(THE PROBLEM):
Rewrite the listing from the line containing "Task: locate every instance of the white lower" through the end of the listing, changing "one dot per instance" to "a single dot for each instance" and leaving everything else as it is.

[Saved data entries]
= = = = =

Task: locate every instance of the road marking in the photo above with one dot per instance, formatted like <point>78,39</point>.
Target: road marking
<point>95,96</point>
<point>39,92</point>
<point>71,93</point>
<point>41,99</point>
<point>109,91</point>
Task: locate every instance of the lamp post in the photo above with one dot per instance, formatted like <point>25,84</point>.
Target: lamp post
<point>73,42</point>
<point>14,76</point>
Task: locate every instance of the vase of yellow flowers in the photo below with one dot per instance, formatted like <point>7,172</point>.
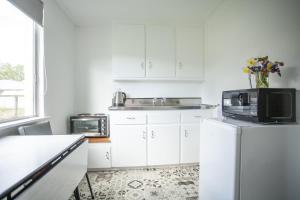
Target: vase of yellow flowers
<point>261,67</point>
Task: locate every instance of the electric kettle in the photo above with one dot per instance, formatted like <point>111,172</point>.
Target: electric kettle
<point>119,98</point>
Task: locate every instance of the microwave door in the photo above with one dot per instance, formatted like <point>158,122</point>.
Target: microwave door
<point>86,125</point>
<point>279,105</point>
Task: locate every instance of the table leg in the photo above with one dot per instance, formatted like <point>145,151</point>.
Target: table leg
<point>76,194</point>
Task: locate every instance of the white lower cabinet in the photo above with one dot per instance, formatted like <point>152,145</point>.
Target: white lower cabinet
<point>163,144</point>
<point>128,145</point>
<point>141,138</point>
<point>99,155</point>
<point>190,141</point>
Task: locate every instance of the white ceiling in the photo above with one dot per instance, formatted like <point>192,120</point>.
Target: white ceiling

= = = = =

(TASK SOLUTION):
Task: locate every instance of the white lower cabinet in the photo above with a single dot for each instance, formatted like <point>152,145</point>.
Target: white lower cabinet
<point>163,144</point>
<point>128,145</point>
<point>141,138</point>
<point>99,155</point>
<point>190,141</point>
Task: locate every instance of the white ceiling in the photo above with a single dot for each instance, formatted like <point>192,120</point>.
Target: white ceiling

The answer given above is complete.